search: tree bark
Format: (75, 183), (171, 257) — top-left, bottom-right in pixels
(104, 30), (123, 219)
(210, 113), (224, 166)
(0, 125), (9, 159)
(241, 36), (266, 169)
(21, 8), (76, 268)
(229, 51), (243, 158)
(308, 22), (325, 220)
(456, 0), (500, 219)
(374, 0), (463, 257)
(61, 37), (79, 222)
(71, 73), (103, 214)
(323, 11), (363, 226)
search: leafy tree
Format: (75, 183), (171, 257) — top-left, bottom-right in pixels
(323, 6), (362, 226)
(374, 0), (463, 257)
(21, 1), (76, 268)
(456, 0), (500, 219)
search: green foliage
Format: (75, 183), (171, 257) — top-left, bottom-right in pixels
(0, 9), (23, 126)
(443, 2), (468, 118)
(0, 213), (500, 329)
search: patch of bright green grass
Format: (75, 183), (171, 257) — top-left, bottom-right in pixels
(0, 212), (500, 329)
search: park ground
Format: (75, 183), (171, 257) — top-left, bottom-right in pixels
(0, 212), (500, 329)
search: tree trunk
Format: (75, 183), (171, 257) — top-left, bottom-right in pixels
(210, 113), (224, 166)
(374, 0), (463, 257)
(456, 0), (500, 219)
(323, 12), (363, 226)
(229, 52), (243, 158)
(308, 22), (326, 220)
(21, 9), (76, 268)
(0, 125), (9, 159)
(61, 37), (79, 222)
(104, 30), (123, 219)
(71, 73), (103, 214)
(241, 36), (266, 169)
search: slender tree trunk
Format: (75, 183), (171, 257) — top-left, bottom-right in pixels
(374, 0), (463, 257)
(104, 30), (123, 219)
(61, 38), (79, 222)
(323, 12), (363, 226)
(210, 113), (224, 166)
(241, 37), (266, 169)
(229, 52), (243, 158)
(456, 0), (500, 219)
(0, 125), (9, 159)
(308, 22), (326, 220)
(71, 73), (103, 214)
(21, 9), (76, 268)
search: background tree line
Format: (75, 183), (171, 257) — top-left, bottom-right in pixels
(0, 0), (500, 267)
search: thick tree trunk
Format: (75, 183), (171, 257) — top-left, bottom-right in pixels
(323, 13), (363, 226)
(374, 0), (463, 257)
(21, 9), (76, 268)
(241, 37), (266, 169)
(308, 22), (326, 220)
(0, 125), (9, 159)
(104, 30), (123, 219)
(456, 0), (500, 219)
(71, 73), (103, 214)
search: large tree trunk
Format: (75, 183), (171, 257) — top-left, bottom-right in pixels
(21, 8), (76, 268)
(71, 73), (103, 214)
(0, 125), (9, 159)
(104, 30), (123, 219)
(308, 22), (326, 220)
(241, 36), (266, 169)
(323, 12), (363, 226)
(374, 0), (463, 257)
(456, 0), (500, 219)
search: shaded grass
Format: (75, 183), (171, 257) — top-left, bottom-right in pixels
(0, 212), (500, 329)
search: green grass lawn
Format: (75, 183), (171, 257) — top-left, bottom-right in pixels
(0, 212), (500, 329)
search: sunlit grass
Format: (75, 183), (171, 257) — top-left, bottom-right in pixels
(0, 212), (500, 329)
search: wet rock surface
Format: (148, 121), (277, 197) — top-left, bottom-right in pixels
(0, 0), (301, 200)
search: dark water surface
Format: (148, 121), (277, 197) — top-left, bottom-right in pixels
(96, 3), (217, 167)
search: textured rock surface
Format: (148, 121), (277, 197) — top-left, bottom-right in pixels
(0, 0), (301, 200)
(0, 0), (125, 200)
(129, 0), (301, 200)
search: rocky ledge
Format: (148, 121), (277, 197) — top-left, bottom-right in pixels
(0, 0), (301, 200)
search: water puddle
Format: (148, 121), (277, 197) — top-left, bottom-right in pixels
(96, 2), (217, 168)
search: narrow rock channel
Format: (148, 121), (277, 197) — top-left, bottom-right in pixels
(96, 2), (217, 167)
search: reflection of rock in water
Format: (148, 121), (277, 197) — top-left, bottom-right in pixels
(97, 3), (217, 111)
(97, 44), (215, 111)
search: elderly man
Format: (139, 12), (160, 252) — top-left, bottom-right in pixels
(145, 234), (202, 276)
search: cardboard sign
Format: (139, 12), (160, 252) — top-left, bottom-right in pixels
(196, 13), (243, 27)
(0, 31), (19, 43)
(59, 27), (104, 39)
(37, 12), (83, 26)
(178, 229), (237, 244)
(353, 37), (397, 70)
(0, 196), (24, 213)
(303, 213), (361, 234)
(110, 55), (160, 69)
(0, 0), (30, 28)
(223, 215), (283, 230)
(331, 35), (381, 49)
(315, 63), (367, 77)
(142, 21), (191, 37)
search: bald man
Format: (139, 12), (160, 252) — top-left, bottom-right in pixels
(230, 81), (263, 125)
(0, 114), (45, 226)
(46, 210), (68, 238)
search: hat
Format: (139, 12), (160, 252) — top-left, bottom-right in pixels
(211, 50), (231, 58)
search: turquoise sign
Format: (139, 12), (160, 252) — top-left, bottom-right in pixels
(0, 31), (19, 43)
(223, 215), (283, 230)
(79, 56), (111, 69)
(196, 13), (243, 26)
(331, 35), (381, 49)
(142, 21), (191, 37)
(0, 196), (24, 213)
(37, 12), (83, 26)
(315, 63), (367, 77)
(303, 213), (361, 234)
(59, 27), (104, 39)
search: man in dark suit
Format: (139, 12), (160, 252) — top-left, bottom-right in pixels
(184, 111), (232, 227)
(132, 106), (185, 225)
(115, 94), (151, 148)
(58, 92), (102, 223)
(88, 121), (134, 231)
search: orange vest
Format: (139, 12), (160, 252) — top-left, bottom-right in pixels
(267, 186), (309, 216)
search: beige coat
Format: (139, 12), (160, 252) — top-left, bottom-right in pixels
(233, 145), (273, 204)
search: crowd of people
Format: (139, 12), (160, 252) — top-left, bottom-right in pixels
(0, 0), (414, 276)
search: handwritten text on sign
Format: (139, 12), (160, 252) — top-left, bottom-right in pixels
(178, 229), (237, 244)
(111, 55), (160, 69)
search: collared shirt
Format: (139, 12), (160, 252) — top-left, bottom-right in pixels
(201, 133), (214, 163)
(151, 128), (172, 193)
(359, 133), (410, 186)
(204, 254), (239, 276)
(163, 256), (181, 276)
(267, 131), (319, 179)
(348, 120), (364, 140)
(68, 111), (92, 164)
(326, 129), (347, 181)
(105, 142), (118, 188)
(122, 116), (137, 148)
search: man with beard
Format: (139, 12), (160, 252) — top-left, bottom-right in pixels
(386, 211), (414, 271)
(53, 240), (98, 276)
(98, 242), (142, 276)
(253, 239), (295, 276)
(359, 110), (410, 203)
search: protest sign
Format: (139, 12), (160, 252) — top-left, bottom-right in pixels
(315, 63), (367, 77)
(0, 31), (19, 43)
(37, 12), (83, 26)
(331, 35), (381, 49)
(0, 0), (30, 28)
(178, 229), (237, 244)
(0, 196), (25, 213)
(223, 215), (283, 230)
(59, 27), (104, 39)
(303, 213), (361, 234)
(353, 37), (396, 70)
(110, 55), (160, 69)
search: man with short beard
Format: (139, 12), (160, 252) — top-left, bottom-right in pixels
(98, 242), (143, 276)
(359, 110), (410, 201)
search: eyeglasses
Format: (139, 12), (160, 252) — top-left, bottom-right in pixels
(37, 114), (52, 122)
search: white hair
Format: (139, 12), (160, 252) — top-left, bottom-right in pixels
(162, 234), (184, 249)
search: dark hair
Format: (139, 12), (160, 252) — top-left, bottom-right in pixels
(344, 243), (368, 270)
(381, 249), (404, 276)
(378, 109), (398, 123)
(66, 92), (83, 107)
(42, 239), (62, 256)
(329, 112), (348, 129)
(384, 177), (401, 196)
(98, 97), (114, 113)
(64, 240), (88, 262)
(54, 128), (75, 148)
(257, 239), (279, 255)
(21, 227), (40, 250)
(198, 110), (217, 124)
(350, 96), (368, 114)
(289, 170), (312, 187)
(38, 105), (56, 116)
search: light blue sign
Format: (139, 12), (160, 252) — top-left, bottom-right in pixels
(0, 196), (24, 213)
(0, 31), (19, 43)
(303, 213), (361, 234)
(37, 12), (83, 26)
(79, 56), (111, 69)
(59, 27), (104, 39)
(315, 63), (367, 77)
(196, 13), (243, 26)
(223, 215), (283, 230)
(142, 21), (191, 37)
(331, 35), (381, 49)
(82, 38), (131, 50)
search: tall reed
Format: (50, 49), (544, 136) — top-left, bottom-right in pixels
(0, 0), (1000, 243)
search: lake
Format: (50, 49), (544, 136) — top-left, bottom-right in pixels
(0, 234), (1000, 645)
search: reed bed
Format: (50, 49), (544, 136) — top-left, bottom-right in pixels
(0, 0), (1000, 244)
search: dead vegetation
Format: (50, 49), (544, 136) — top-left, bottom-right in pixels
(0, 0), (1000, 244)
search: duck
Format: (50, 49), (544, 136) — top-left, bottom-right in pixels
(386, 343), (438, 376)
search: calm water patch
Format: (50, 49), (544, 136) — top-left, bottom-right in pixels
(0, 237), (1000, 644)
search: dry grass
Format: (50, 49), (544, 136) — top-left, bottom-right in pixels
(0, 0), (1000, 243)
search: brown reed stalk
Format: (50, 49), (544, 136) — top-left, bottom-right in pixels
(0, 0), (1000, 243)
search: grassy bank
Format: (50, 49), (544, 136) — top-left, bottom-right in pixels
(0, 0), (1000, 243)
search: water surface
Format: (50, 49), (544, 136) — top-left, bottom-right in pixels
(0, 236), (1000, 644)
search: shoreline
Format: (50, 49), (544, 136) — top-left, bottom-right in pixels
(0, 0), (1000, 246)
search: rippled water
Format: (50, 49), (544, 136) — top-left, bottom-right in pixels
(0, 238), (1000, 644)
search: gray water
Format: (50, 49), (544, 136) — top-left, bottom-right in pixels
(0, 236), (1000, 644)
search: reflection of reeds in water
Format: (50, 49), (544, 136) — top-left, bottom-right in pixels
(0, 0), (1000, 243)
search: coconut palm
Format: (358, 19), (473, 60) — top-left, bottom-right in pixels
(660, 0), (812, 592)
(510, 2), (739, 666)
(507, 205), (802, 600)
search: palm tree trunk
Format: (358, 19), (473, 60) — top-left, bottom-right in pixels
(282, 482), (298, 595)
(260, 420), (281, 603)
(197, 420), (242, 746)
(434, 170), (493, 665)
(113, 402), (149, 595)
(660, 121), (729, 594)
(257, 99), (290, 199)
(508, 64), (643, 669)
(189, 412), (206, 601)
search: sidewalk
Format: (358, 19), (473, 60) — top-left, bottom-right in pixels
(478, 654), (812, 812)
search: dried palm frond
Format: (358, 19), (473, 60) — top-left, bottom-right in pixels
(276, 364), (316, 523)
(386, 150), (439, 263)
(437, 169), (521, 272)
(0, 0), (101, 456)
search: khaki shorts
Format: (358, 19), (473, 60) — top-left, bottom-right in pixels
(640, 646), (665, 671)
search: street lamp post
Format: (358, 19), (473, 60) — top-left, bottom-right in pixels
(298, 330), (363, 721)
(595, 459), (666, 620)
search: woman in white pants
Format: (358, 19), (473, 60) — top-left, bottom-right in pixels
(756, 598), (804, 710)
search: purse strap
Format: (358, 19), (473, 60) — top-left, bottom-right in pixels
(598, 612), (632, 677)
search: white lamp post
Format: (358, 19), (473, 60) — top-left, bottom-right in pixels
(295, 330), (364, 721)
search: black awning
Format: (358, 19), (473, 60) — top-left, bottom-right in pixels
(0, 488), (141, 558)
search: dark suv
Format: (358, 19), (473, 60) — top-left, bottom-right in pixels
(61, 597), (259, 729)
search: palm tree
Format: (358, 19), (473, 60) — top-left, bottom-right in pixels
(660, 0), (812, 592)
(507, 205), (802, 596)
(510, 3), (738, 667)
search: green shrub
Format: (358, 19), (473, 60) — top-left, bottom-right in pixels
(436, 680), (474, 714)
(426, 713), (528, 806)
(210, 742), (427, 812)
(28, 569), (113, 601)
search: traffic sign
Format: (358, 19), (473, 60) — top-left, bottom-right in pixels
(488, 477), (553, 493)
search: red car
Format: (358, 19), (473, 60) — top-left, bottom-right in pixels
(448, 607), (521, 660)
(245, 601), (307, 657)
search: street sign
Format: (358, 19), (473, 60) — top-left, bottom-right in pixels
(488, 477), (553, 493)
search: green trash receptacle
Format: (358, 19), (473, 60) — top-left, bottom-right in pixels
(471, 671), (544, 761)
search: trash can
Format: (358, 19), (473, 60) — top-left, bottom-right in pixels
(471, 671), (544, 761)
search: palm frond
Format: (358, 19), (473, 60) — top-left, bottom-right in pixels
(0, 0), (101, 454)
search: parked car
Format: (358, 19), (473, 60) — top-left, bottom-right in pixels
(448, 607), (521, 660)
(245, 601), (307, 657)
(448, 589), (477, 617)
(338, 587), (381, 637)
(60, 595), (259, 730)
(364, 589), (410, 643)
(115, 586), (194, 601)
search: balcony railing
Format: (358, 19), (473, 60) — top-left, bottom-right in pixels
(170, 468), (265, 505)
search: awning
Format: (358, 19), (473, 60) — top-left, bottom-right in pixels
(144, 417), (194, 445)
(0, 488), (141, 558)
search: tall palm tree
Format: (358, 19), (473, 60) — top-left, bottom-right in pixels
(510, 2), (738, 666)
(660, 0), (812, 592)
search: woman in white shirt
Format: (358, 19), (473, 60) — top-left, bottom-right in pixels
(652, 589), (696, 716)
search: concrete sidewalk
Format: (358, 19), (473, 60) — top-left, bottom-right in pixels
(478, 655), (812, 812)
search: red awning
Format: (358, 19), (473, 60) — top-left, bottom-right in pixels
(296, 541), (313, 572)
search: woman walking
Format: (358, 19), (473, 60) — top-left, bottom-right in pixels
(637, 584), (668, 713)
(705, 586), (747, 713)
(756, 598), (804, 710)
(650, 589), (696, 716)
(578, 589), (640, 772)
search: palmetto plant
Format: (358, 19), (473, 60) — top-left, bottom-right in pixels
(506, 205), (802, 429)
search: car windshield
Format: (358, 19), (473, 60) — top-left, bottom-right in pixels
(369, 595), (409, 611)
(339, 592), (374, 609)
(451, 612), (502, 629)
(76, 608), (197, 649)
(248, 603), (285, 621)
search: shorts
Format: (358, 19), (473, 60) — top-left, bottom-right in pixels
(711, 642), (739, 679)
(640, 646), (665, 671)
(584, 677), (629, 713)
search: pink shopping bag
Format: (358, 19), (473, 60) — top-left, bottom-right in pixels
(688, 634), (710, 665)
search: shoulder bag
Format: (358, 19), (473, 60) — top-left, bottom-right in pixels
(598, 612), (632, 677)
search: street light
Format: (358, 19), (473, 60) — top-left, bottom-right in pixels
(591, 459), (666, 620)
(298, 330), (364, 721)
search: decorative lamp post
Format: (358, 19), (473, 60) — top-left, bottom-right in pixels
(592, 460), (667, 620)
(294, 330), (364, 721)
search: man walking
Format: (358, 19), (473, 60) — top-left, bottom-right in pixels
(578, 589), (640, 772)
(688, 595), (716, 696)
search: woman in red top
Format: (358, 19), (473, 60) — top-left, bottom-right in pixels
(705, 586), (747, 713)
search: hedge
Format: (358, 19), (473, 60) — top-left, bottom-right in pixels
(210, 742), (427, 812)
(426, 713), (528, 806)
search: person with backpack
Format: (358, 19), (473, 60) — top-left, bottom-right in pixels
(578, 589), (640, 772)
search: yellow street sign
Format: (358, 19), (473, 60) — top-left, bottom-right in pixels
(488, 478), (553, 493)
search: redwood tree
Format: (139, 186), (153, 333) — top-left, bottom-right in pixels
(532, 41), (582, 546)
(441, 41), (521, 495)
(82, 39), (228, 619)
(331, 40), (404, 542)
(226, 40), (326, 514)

********

- **Requirement**
Convert the entries in the part that opens with the line containing "search: white lamp post" and closes with the line containing "(510, 3), (738, 667)" into a two-column CSV with the headers "query" and "boxes". Give one row per entry, with its text in one quoted field and its answer in the other, replacing line breaks with spaces.

- **Task solution**
query,boxes
"search: white lamp post Format: (358, 19), (473, 60) — top-left, bottom-right in pixels","(295, 330), (364, 721)"
"search: black awning Format: (358, 19), (473, 60) — top-left, bottom-right in pixels","(0, 488), (141, 558)"
"search: dark suv Format: (358, 19), (473, 60) — top-left, bottom-right in pixels","(61, 597), (259, 729)"
"search: palm tree Format: (358, 19), (473, 60) — top-left, bottom-right in pixels","(660, 0), (812, 592) (507, 205), (802, 596) (510, 3), (738, 667)"